Update the rows below by changing every "keypoint" to "marker" and leaving everything else as it is. Leave the pictures out of your answer.

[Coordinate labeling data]
***

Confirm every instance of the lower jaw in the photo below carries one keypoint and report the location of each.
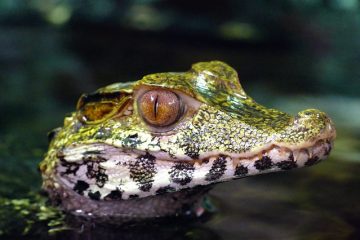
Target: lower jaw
(173, 176)
(182, 204)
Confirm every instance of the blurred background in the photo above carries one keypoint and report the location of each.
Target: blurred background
(290, 55)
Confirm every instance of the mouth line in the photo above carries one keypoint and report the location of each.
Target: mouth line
(321, 148)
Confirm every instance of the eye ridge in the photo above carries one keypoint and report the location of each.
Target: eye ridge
(160, 108)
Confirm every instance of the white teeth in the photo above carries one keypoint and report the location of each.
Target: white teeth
(278, 154)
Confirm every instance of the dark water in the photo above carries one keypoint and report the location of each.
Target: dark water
(289, 56)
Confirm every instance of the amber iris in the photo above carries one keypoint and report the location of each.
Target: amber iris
(160, 108)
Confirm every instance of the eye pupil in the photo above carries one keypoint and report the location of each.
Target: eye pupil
(159, 107)
(156, 105)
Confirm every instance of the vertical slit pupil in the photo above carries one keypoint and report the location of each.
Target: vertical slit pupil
(156, 105)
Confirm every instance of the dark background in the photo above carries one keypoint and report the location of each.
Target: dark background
(290, 55)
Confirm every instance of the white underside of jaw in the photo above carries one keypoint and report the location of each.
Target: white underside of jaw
(166, 175)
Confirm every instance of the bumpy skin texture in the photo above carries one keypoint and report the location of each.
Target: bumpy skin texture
(221, 135)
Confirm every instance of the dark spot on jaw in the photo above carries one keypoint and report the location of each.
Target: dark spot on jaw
(182, 173)
(263, 164)
(76, 127)
(166, 189)
(145, 187)
(94, 170)
(217, 169)
(287, 164)
(114, 195)
(312, 161)
(327, 151)
(94, 196)
(241, 170)
(143, 170)
(102, 133)
(52, 134)
(133, 136)
(133, 196)
(131, 141)
(80, 187)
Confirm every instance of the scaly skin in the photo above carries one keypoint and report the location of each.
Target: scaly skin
(222, 135)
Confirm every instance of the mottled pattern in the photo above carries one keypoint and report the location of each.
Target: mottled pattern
(182, 173)
(143, 171)
(107, 153)
(217, 169)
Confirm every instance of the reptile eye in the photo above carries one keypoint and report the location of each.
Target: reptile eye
(160, 108)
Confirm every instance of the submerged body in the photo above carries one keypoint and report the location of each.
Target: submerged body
(153, 147)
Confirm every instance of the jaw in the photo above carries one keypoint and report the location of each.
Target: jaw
(105, 173)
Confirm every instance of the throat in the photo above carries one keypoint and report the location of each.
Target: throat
(184, 203)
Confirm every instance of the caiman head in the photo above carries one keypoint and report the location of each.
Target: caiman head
(174, 131)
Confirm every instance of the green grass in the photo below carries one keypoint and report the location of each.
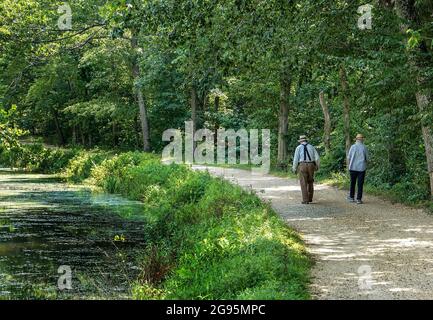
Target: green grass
(208, 238)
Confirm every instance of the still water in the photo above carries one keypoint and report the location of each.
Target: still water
(48, 227)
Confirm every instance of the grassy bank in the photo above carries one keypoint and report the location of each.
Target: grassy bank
(404, 192)
(209, 239)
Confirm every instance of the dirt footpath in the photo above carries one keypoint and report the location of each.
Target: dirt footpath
(377, 250)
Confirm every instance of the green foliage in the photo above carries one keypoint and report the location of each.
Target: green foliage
(37, 158)
(208, 238)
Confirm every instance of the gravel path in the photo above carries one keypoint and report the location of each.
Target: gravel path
(377, 250)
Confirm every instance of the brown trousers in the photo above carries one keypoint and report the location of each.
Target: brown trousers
(306, 178)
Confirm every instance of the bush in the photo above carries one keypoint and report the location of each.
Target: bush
(207, 238)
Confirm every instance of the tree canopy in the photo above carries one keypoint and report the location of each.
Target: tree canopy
(126, 70)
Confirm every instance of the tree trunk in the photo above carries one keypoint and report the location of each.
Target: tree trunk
(194, 107)
(285, 83)
(423, 101)
(83, 141)
(74, 134)
(327, 127)
(419, 60)
(58, 128)
(216, 125)
(346, 108)
(140, 98)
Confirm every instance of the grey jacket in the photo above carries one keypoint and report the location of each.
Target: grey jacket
(358, 157)
(299, 156)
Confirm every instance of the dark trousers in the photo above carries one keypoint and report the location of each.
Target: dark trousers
(306, 178)
(357, 176)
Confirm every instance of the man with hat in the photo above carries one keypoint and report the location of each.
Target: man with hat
(307, 160)
(357, 160)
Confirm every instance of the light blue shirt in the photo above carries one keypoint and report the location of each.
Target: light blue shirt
(299, 155)
(358, 157)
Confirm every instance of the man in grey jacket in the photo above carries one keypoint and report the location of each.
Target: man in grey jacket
(306, 160)
(357, 160)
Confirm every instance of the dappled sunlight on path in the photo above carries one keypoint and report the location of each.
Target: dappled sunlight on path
(377, 250)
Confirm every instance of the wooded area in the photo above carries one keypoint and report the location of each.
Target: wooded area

***

_Solution to this problem_.
Confirm every instance of the lower jaw in the photo below carries one marker and report the location of each.
Target: lower jaw
(173, 176)
(182, 204)
Confirm every instance of the blurred background in the photo above carries one marker and report the location of each.
Target: blurred background
(290, 55)
Confirm every instance of the mouth line in the photo above carries one marker and report the location of each.
Target: mouth line
(321, 148)
Confirm every instance of the eye ridge in the photo above carries one marker and report the location of each.
Target: eye ridge
(160, 108)
Confirm every instance of the white teeth in the photo above carries one marker and report the location of each.
Target: white teeth
(278, 154)
Confirm every instance of the dark water in the photo above carries one marker and report the location of each.
Target: dark water
(289, 56)
Confirm every instance of the amber iris in the photo above carries one marker and report the location of each.
Target: amber iris
(160, 108)
Confirm every instance of the eye pupil in the photo above carries one marker and report the location of each.
Target: eye pupil
(159, 107)
(156, 105)
Confirm every instance of the vertical slit pupil in the photo above carries one marker and report the location of each.
Target: vertical slit pupil
(156, 105)
Confirm every instance of the dark background in the photo above carries one marker and report the location of each.
Target: dark background
(290, 55)
Confirm every instance of the white underside of jaw in the photo above carries one marker and report the location of each.
Target: white underside of jaw
(166, 175)
Confirm every instance of the bumpy skin texture in the photo above carries one marker and report the location of each.
Target: bumpy skin texture
(221, 135)
Confirm every instance of the dark spot on jaw in the photo above carries one marker and report the location of each.
Target: dark spot on jaw
(182, 173)
(263, 164)
(76, 127)
(166, 189)
(145, 187)
(94, 170)
(217, 169)
(287, 164)
(114, 195)
(312, 161)
(327, 151)
(94, 196)
(241, 170)
(143, 170)
(102, 133)
(52, 134)
(133, 136)
(133, 196)
(131, 141)
(80, 187)
Confirm every instance of the scaly skin in the photo above carries one marker and report the location of each.
Target: scaly skin
(222, 135)
Confirm every instance of the mottled pattern in the photo above carries one marker and report the location of each.
Target: mottled pattern
(182, 173)
(143, 171)
(107, 153)
(217, 169)
Confirm every instance of the reptile eye in the photo above carries one marker and report the location of each.
Target: reptile eye
(160, 108)
Confirm every instance of the submerged body in the photo above carries one marker and report the location of each.
Target: submerged body
(153, 147)
Confirm every instance of the jaw in the photo above carries one marker and report the location of each.
Target: jaw
(105, 173)
Confirm every instance of the throat in the photo above carries one marker and report the location of each.
Target: throat
(184, 203)
Confirm every instance of the caiman head in the photo above carries one marker and report the location of each.
Target: caiman head
(174, 131)
Confirm every instance of the green grass in the photo below carries one marker and report the location of each.
Target: green grass
(208, 238)
Confirm every instance of the still water in the photo above carries one marker and report the location of each.
Target: still water
(48, 227)
Confirm every instance of the grassy bank in the photo above carries one marker and report the location of each.
Target: grassy bank
(404, 192)
(209, 239)
Confirm every instance of the dirt footpath in the photo above carries one marker and report the location of each.
Target: dirt footpath
(377, 250)
Confirm every instance of the green foliage in the photo above carries one marker and report the location of each.
Target: green foliage
(37, 158)
(208, 238)
Confirm every instance of the gravel path in the photo above carries one marker and report the location of each.
Target: gravel path
(377, 250)
Confirm every instance of the brown trousers in the photo above carries one marker and report the location of each.
Target: brown trousers
(306, 178)
Confirm every instance of the bush in the photo above carries one marker and report the location of each.
Target: bush
(207, 238)
Confirm every instance of the tree canopy in the photo above carries one marker and report the location of each.
Target: tree canopy
(126, 70)
Confirm every instance of the tree trunk in the photo above carries one marker and report the location of each.
Target: tree trunk
(194, 107)
(285, 83)
(423, 101)
(83, 141)
(74, 134)
(327, 127)
(419, 60)
(58, 128)
(216, 125)
(346, 108)
(140, 98)
Confirm every instance of the grey jacket in the photo above carries one marker and report the location of each.
Target: grey jacket
(358, 157)
(299, 156)
Confirm every instance of the dark trousers in the photo above carries one marker and report the location of each.
Target: dark trousers
(306, 178)
(357, 176)
Confirm every instance of the man with hat in the photo above carries one marker and report the location of each.
Target: man with hat
(307, 160)
(357, 160)
Confirm every instance of the light blue shirt in the photo above carries one marker and report the location of each.
Target: light blue shirt
(299, 155)
(358, 157)
Confirm every instance of the man in grey jacket in the photo above carries one marker and report the location of each.
Target: man in grey jacket
(306, 160)
(357, 160)
Confirm every instance of the dappled sunlight on path in the photo above carries one marker and report the location of each.
Target: dappled sunlight on path
(377, 250)
Confirm every instance of the wooded area in the photo above carries one marker and report the location of each.
Target: wooded area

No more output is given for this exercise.